>>
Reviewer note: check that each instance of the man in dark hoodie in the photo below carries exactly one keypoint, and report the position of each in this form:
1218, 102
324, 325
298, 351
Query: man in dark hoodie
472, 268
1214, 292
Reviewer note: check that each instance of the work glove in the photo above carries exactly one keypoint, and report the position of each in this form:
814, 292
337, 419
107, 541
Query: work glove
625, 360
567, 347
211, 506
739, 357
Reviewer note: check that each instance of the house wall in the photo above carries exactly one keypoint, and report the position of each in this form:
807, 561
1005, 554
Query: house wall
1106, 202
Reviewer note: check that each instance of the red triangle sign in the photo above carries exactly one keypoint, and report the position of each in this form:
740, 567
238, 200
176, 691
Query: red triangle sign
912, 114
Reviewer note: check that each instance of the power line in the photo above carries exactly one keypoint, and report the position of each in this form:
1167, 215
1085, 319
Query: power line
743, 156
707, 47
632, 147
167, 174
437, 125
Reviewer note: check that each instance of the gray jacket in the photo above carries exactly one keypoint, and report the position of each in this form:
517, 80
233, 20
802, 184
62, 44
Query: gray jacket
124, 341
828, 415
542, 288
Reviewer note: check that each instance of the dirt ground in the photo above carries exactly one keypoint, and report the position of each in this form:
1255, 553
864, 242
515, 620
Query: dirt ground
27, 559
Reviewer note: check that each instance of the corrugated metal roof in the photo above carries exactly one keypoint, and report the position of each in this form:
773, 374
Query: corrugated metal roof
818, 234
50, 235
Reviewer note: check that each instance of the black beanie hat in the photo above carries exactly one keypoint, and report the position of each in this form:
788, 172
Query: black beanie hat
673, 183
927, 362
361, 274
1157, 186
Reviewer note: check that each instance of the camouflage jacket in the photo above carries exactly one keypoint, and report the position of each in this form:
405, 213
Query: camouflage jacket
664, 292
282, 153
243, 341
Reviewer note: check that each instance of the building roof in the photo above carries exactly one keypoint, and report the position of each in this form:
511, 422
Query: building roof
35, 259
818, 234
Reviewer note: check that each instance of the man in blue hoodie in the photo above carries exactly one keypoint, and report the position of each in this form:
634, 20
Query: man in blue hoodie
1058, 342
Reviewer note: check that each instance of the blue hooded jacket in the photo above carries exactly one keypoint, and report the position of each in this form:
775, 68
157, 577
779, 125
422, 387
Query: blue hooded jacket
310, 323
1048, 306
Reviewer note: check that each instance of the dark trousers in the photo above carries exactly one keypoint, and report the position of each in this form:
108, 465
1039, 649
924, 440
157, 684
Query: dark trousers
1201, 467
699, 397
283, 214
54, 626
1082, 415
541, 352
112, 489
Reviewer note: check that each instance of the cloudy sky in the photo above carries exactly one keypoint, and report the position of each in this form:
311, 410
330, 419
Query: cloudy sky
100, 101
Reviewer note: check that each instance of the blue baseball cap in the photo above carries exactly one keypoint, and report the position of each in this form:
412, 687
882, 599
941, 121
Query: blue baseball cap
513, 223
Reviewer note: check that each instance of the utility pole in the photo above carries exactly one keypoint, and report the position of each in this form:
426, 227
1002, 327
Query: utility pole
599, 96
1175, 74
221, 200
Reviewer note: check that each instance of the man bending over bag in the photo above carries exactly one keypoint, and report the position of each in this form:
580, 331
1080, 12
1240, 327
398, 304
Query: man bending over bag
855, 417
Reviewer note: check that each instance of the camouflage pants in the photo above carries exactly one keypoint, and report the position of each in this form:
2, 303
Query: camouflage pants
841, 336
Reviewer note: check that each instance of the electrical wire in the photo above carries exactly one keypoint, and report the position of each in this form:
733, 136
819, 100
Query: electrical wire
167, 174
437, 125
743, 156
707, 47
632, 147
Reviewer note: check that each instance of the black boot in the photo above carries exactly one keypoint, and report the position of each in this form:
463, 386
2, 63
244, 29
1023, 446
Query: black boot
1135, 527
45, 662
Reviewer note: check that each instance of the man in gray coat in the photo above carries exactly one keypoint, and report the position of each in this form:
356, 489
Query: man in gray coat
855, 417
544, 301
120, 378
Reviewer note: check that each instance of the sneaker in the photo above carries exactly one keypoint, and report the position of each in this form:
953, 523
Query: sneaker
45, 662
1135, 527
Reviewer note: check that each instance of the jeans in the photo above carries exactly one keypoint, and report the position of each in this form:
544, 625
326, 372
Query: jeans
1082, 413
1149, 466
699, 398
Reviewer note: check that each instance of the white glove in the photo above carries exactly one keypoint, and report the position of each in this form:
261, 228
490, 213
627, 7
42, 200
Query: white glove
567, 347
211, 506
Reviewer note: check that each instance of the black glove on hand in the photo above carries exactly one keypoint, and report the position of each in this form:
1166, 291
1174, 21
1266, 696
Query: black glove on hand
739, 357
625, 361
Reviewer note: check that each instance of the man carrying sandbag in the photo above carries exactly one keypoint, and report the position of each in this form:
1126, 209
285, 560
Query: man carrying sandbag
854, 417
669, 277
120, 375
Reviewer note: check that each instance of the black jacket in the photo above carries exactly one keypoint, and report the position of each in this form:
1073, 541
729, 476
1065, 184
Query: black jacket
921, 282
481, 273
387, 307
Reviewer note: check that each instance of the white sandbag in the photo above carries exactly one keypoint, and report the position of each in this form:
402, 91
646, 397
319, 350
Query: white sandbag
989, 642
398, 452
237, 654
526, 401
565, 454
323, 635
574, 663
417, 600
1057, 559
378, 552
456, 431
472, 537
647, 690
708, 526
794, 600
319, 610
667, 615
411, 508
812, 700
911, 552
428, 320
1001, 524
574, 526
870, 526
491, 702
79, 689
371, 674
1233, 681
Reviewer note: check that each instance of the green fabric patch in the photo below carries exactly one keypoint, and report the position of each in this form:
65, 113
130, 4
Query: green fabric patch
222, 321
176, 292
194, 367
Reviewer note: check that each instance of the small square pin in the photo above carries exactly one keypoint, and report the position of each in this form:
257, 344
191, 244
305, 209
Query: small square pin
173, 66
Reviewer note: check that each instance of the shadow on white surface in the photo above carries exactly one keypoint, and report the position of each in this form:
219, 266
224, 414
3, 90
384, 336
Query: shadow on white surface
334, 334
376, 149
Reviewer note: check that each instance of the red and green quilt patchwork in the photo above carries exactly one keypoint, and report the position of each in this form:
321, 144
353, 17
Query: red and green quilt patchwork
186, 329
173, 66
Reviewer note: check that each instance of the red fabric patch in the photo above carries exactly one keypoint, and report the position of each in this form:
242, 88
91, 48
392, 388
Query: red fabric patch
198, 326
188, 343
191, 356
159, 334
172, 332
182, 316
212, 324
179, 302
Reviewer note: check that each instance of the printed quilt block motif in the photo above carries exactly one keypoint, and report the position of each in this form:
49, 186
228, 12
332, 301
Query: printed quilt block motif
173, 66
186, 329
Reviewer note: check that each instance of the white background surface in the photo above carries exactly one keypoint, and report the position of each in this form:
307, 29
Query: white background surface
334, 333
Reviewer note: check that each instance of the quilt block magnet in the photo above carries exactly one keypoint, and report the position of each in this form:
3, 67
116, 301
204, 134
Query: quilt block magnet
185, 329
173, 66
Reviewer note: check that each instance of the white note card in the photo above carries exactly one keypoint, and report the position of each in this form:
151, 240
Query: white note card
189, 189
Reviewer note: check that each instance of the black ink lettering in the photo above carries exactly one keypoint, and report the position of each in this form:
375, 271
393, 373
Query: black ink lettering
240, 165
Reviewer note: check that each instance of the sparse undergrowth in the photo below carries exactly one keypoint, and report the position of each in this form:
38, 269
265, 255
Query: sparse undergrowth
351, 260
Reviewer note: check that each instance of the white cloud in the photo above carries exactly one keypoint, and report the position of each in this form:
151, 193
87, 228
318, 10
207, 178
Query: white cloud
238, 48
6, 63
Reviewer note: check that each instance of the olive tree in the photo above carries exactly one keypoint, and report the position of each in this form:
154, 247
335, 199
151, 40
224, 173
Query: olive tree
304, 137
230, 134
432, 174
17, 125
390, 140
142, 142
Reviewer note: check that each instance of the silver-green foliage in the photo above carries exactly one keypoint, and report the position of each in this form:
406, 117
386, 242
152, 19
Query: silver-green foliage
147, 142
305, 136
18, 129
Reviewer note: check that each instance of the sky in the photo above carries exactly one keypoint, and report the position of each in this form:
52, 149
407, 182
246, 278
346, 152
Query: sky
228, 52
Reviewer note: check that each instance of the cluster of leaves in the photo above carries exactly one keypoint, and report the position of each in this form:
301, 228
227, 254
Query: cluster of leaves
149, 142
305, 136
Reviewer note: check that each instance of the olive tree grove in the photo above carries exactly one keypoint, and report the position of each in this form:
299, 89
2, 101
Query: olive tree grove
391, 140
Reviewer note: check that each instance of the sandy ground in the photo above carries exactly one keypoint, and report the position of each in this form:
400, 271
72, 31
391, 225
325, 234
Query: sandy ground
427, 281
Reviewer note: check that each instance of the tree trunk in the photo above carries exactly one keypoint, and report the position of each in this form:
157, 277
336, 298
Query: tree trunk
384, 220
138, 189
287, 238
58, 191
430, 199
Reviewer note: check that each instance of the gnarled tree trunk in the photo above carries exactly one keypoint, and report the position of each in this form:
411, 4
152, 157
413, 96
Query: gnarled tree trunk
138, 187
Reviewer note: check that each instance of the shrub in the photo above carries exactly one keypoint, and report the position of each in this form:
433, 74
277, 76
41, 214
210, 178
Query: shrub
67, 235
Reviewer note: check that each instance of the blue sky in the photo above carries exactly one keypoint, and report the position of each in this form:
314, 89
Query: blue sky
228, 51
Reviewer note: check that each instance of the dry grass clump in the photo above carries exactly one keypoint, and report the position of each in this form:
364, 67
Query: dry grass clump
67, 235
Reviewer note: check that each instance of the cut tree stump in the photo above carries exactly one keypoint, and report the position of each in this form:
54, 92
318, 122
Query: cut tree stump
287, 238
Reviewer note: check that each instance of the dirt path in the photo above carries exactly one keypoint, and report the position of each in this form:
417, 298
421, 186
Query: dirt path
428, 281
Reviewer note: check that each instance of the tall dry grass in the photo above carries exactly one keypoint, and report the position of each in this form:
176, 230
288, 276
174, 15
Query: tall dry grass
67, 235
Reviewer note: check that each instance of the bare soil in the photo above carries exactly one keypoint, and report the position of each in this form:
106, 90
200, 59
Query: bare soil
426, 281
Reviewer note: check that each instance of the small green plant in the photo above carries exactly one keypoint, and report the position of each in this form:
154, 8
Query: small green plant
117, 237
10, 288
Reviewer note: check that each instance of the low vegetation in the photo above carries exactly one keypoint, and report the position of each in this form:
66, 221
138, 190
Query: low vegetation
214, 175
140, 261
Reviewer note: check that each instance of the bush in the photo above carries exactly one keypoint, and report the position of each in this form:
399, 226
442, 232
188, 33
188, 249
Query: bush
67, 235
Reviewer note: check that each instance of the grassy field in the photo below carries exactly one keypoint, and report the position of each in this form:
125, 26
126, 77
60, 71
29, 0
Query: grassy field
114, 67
<<
WORK TO COMPLETE -> Print again the material above, limited to the lines from the one holding "Reviewer note: check that each instance of the tall" through the last, inclusive.

ANSWER TO THIS EXERCISE ->
Reviewer note: check that each instance of the tall dry grass in the photo above carries exactly one keypoint, and report the position of each in this form:
176, 230
288, 276
174, 15
Query: tall dry grass
67, 235
Reviewer note: check that each instance of the bare soil in the photo above carries exactly one keypoint, and report the position of each in this form:
106, 90
200, 59
Query: bare soil
426, 281
Reviewer note: check that each instance of the small green plant in the photo above carries exactly one keypoint, and report the position of each in this form:
154, 8
Query: small green plant
117, 237
10, 288
Reviewer note: check that each instance of the low vegetation in the photo above carries exactly one keypoint, and report the position of each in this form:
66, 221
138, 190
Query: low vegetation
214, 175
140, 261
Reviewer note: check that each instance of the bush in the photo above carries exactly one keypoint, and report the position of each in this form:
399, 226
442, 232
188, 33
188, 249
Query: bush
67, 235
Reviewer note: check that each instance of the grassy field in the photo below carries exactly one keypoint, and report the position of each in this form:
125, 26
126, 77
60, 71
29, 0
Query: grassy field
114, 67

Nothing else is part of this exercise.